* begin RECORDED DATA *

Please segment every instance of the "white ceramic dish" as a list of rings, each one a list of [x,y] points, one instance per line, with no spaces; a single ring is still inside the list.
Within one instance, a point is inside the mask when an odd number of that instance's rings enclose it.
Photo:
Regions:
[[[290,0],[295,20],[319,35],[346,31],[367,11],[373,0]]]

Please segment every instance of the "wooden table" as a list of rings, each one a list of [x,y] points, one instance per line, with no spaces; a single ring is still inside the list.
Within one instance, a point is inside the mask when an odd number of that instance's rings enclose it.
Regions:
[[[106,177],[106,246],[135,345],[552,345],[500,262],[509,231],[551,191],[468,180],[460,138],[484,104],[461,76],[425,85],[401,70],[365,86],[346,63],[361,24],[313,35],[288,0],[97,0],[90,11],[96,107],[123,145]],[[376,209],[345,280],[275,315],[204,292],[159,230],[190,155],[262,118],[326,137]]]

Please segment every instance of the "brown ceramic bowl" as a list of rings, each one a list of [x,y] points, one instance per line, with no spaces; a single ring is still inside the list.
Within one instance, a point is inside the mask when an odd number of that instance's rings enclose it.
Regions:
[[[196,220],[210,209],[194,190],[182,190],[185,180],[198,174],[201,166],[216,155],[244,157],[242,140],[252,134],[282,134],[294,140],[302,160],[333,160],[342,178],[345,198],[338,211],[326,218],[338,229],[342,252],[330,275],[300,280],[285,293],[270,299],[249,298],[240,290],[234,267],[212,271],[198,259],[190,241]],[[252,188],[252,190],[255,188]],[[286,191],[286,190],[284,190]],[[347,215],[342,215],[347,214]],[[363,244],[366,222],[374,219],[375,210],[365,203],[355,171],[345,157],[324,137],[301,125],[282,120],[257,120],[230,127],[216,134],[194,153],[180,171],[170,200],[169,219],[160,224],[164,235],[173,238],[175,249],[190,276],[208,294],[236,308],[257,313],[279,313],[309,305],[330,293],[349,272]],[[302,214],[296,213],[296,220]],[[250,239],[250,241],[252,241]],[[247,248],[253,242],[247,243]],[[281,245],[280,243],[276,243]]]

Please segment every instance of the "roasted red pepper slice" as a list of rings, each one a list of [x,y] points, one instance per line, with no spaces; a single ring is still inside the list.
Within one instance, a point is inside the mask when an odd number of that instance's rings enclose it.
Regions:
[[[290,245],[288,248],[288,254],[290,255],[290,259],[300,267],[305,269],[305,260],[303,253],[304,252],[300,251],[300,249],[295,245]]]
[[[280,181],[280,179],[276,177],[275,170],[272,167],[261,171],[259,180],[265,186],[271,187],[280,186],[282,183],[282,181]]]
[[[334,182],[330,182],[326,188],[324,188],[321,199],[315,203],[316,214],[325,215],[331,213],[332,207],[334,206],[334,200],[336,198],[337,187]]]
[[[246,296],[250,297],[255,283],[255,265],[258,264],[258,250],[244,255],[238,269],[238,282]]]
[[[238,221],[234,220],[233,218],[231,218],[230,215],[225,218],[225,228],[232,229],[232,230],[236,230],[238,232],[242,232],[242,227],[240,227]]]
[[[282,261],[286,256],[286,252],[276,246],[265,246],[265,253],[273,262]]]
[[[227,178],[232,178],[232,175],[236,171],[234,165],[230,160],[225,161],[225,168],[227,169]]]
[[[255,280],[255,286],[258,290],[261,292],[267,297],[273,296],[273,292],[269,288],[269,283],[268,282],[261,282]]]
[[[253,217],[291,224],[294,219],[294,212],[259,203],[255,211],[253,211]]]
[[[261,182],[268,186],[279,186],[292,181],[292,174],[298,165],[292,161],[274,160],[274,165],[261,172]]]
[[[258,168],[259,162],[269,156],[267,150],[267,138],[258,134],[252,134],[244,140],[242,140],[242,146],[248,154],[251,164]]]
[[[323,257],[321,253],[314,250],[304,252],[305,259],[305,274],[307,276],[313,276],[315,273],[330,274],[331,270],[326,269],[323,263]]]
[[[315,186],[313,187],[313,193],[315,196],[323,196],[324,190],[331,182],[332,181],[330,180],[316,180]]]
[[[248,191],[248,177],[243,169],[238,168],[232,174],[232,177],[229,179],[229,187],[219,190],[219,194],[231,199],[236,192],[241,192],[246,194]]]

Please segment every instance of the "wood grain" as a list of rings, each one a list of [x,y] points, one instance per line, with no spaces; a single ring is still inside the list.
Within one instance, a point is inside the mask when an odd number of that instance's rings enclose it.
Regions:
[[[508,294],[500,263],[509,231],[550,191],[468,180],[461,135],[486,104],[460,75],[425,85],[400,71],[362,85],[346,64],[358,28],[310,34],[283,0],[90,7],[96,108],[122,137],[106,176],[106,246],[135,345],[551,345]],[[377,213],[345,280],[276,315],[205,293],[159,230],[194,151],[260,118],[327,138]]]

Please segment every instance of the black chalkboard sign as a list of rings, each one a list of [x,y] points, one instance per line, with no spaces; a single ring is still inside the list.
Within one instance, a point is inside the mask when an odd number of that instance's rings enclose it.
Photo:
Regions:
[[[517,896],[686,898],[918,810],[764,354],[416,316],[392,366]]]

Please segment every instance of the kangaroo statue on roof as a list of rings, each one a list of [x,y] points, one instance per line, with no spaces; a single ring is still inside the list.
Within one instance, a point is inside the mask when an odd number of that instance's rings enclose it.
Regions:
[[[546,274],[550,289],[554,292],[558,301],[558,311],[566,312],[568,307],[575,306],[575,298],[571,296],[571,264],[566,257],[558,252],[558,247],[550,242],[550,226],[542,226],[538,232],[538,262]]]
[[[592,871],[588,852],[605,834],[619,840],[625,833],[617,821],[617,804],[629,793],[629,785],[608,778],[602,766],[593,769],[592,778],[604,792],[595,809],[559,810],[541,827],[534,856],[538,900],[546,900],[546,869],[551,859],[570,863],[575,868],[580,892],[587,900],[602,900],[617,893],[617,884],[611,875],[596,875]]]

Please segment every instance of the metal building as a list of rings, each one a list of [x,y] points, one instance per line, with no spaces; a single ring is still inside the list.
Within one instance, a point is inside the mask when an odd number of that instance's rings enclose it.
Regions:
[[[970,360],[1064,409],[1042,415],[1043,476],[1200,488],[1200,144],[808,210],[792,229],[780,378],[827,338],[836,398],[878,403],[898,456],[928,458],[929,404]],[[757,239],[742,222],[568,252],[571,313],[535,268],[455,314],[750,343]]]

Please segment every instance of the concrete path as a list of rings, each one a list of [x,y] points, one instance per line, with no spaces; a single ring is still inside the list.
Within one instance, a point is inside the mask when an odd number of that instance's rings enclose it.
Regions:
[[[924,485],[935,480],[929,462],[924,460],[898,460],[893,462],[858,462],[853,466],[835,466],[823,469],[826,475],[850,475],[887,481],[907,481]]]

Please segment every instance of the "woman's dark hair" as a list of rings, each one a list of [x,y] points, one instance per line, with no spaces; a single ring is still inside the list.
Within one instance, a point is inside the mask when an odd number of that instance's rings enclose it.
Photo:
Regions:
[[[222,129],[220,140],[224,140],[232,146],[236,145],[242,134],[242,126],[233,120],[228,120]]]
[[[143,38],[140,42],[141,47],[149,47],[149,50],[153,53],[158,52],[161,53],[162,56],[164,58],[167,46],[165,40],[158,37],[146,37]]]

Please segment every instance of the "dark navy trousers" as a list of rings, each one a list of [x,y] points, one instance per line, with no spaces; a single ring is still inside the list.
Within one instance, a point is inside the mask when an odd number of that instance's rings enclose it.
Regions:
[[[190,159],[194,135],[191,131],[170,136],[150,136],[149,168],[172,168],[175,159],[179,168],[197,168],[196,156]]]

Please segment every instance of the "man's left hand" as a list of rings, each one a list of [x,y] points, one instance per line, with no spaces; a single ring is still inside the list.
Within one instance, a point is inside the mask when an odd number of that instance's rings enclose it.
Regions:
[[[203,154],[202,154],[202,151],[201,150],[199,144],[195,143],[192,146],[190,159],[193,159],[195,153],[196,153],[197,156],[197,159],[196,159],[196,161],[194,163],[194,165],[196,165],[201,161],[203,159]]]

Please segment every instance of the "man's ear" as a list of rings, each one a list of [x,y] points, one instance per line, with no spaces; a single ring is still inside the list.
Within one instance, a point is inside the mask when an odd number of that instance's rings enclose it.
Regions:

* end RECORDED DATA *

- **WHAT THE EXERCISE ASKS**
Retype nothing except the lines from the line holding "Please segment every instance of the concrete" through the last line of the entries, both included.

- **OUTPUT**
Please segment every instance of the concrete path as a list of rings, each one a list of [x,y] points, one instance per line, with no spaces; a single ring is still inside the list.
Within one instance, a point is inside the mask when an odd number of that instance's rings enclose it.
Regions:
[[[924,485],[935,480],[929,462],[924,460],[898,460],[893,462],[858,462],[853,466],[835,466],[823,469],[826,475],[850,475],[887,481],[907,481]]]

Please segment every instance of the "woman's dark hair" as a list of rings, each one a list of [x,y] points, one instance per line, with no spaces; a single ring is still inside the list.
Within one instance, a point is inside the mask when an odd number of that instance's rings enclose it.
Photo:
Regions:
[[[222,129],[220,140],[224,140],[232,146],[236,145],[242,134],[242,126],[233,120],[228,120]]]
[[[143,38],[140,42],[141,47],[149,47],[149,50],[153,53],[158,52],[161,53],[162,56],[164,58],[167,46],[165,40],[158,37],[146,37]]]

Please segment every instance of the "dark navy trousers" as a list of rings, each one a list of [x,y] points, one instance per line, with no spaces; a single ring is still inside the list.
Within one instance, a point is inside the mask when an odd number of that instance's rings enclose it.
Regions:
[[[190,159],[194,135],[191,131],[170,136],[150,136],[149,168],[172,168],[175,159],[179,168],[197,168],[196,156]]]

Please segment every instance of the "man's left hand" as a list of rings, each one a list of [x,y] points, one instance per line, with no spaces; a single ring is still inside the list.
Within one instance, a point is inside the mask when an odd number of that instance's rings enclose it.
Regions:
[[[203,154],[202,154],[202,151],[201,150],[199,144],[195,143],[192,146],[190,159],[193,159],[195,153],[196,153],[197,156],[197,159],[196,159],[196,161],[194,163],[194,165],[196,165],[201,161],[203,159]]]

Please segment every instance of the "man's ear" as a list of rings, each one a list of [x,y] points, one instance per line, with no spaces; a single ring is still inside the list.
Within one instance, a point is inside the mask when an odd number of that instance's rings enclose it.
Regions:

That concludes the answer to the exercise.